- Exercise goal -
Within the data that follows, set down exactly the lines from the one containing "[point] white paper" through the one containing "[point] standing person", both ends included.

- Available records -
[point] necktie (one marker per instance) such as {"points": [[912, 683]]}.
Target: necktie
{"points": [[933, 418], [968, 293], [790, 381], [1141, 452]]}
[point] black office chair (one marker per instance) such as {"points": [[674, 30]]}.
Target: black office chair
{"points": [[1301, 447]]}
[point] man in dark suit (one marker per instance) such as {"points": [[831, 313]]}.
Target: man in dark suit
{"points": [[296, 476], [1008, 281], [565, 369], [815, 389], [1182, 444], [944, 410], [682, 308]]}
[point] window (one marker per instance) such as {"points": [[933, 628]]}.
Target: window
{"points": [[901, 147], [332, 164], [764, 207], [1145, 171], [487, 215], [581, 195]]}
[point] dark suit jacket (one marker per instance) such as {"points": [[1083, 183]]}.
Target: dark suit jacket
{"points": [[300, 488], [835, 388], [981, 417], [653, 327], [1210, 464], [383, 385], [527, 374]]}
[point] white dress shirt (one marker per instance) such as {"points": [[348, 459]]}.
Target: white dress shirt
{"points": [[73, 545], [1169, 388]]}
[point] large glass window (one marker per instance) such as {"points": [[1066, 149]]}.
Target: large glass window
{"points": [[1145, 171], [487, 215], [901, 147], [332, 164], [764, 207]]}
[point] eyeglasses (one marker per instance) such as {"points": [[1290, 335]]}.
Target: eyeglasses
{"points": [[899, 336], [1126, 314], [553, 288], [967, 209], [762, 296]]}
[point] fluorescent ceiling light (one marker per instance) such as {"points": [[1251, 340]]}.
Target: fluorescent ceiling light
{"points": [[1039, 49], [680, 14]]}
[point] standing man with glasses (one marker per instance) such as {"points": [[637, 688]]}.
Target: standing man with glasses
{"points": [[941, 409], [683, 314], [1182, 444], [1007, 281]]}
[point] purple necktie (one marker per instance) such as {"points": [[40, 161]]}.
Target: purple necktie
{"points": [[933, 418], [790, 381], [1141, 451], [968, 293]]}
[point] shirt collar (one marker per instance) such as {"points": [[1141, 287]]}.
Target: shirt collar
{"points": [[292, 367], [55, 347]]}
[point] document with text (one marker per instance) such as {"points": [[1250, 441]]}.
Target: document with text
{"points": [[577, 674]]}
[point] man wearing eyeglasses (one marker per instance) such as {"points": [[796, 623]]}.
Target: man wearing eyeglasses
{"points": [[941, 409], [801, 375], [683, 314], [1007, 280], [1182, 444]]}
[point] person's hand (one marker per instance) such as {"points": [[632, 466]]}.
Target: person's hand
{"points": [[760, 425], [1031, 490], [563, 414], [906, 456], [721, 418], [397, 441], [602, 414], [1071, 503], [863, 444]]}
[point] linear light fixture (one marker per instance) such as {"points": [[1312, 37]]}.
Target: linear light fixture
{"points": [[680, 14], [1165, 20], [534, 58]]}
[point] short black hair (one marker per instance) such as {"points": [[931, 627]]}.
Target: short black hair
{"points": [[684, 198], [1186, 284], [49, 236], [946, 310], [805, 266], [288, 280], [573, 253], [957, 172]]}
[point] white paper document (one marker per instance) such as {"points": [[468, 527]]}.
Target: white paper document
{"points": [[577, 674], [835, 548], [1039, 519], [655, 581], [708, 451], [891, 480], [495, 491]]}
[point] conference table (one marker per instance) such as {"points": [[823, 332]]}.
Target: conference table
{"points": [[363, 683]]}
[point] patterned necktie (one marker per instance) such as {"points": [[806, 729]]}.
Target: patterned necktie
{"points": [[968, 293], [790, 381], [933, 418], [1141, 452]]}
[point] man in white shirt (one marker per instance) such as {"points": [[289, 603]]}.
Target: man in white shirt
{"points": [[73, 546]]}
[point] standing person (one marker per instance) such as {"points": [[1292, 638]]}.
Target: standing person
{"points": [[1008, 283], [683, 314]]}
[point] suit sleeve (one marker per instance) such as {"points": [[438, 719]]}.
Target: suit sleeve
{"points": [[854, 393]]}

- Answer for the task -
[point] white paper document (one marker per instance) such as {"points": [[468, 527]]}.
Target: white paper document
{"points": [[577, 674], [835, 548], [1039, 519], [655, 581], [708, 451], [891, 480], [495, 491]]}
[point] conference table (one marker per instance) such as {"points": [[823, 332]]}.
Target: conference table
{"points": [[363, 683]]}
[point] patterned necktie (one marker per instance) such as {"points": [[806, 729]]}.
Target: patterned necktie
{"points": [[968, 293], [790, 381], [933, 418], [1141, 452]]}
[point] man in white shirt (one marker per instance) such as {"points": [[289, 603]]}.
Target: man in white shirt
{"points": [[73, 546]]}
[point] standing person (one marker per instance) such as {"points": [[1292, 638]]}.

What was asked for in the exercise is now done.